#### Available data

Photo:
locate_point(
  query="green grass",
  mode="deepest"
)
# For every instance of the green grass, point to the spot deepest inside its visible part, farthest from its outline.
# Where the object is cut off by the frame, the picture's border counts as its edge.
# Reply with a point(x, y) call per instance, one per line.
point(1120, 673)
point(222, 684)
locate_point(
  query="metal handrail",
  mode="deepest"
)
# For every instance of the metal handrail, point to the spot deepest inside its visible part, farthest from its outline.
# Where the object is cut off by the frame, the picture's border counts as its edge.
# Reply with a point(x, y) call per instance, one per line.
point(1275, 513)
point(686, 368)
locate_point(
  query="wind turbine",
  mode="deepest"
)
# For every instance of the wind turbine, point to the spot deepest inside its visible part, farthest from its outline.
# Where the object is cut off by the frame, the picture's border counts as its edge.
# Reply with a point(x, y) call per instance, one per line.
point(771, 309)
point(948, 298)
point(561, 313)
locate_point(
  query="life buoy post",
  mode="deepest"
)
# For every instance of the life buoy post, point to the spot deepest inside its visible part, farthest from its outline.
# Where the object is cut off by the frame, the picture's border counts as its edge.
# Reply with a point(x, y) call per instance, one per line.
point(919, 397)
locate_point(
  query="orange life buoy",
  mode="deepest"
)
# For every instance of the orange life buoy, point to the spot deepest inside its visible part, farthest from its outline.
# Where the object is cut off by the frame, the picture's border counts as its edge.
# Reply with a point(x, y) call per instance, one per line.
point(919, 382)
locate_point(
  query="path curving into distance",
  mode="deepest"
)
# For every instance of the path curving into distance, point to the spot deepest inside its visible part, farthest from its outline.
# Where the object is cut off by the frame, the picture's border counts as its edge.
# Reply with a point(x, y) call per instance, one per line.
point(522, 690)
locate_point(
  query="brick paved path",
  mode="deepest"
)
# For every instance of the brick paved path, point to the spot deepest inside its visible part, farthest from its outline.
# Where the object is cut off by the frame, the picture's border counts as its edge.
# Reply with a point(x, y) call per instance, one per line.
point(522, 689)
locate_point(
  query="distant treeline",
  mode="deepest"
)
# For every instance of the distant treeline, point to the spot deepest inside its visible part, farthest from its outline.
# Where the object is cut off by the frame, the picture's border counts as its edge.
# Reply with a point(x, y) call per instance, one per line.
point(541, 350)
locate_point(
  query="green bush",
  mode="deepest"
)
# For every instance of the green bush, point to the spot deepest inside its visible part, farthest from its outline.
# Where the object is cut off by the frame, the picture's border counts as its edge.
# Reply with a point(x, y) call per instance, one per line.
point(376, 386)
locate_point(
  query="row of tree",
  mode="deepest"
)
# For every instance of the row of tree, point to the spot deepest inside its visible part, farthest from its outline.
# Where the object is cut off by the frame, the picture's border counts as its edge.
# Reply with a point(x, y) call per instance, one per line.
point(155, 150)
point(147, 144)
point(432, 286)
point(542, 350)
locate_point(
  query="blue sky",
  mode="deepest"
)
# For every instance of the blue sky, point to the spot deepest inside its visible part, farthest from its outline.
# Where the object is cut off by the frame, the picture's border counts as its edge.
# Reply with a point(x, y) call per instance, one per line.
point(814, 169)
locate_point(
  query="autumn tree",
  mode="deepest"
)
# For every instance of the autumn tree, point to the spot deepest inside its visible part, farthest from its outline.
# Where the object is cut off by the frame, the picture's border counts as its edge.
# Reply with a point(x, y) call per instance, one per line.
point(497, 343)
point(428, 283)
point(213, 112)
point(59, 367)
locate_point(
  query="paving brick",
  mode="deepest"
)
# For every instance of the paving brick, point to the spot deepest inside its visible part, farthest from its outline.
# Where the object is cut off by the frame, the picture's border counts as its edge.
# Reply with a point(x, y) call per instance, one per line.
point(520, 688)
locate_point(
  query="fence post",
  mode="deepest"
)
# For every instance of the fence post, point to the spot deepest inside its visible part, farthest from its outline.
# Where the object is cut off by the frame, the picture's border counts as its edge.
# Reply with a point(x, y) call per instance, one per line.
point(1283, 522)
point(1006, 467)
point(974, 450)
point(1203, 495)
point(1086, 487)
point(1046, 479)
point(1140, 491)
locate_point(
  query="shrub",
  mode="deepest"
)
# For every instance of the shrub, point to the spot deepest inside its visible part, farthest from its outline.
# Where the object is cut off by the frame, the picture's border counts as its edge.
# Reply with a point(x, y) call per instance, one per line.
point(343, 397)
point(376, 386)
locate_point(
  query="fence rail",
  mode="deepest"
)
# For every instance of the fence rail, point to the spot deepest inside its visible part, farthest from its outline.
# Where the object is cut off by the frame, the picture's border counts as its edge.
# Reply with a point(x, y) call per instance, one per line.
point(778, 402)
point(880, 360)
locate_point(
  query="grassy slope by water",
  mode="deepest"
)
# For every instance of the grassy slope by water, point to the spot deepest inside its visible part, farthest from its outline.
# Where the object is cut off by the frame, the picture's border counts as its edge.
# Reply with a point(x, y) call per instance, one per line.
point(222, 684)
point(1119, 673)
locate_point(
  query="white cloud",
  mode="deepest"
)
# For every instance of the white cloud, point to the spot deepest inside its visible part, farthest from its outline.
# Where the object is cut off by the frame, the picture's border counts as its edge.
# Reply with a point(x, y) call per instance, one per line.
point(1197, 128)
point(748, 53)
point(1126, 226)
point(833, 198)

########

__Task to complete__. Could you write out the listing again from its first line up to and including the line with "point(686, 368)", renaming "metal handrail" to "steel railing" and keeping everything else unchanged?

__Exercise answer__.
Photo:
locate_point(
  query="green grass",
  mode="deepest"
)
# For every instance of the green grass, point to the spot deepest inside its visible part, farthest from its outline.
# Where the object is cut off by the frame, the picture's border counts as its edge.
# Reply with a point(x, y) call per instance, one per line.
point(1120, 673)
point(222, 684)
locate_point(
  query="steel railing",
  mode="deepest"
)
# For every instance of the steel railing, point to the spot deepest inside its visible part, farthest from its outline.
# Where the object is cut off by the frame, the picture's border counts as its edge.
# Reply with a point(x, y) call per instance, one per line.
point(1275, 513)
point(686, 368)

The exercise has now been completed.